But Romero and others take solace in the notion that once the pandemic settles down, the entire community will rally around her father’s memory and come together for a proper sendoff.

Elena Robles recalls her uncle’s penchant for jokes as she grew up. He’d give her a hard time by pulling her friends aside.

Lost to coronavirus: Dan Vigil, a Lafayette family man, dies 2

Courtesy of Elena Robles

Dan Vigil poses with his niece, Elena Robles.

“He’d grab his wallet, grab a five-dollar bill and hand it to them and say ‘Thank you for being her friend,’” Robles said with a laugh. “It was so embarrassing, but looking back it’s what made him him.”

But then he’d pull her aside and make sure she was doing OK at home and ask if there was anything she needed, Robles said.

“He always had a soft side, too, and not everyone got a chance to see that,” she said.
=====
Apply what you read -
[1] Answer these questions about the excerpt about Dan Vigil, one answer per line.
(a) What did Dan Vigil hand to Elena Robles's friends?
(b) Who is shown posing with Dan Vigil?
(c) After pulling Robles aside, what would he check on or ask her about?
[2] Name every person mentioned by name in the excerpt about Dan Vigil.
[3] In the excerpt about Dan Vigil, why does Elena Robles now look fondly on the way he handed money to her friends?

Excerpted data -
=====
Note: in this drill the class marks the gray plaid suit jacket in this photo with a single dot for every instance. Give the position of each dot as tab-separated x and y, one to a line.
=====
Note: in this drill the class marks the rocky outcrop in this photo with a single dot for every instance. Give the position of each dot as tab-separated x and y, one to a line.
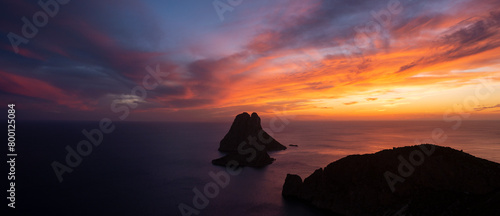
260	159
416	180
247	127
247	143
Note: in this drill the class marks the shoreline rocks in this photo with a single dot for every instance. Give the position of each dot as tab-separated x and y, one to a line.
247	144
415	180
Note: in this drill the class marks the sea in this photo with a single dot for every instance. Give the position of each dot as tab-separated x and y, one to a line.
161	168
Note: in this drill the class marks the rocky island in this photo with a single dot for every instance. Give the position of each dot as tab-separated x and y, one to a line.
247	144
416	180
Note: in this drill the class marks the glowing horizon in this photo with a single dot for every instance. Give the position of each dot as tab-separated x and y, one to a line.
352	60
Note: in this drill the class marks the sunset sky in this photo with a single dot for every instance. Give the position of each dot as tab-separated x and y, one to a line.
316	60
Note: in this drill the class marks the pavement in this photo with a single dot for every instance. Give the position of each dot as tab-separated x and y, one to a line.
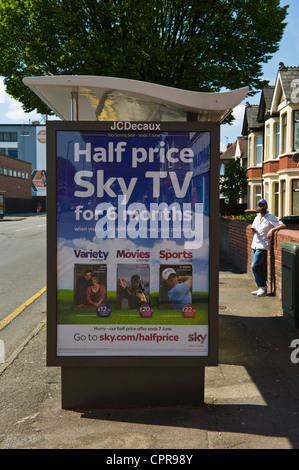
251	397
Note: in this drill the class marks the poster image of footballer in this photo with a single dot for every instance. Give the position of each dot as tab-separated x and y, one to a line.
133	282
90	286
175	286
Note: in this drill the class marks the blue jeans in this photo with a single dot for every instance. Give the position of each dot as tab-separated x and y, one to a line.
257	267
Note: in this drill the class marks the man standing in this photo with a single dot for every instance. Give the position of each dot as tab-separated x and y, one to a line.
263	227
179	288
=====
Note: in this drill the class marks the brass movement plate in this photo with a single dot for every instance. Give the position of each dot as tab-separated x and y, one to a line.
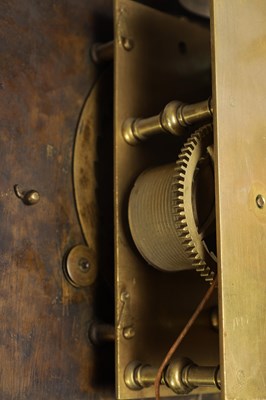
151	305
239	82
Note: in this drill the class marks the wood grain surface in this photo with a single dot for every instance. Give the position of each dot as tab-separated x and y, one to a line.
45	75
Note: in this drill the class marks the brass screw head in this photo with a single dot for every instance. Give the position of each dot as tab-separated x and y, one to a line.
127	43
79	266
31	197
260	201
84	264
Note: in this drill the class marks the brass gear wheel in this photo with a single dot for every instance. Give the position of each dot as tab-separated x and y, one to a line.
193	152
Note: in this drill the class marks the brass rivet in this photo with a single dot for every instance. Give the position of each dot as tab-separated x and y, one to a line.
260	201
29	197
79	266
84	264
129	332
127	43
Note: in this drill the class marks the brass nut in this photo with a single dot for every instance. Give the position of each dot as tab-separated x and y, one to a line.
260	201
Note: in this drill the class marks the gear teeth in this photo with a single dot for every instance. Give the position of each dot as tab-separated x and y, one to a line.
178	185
=====
Per-task outputs -
[1]
(a) A five-dollar bill.
(b) His niece, Elena Robles.
(c) Whether she was doing OK at home and whether there was anything she needed.

[2] Romero, Elena Robles, Dan Vigil

[3] She found it very embarrassing when it happened. Looking back, though, she sees it as the very thing that "made him him."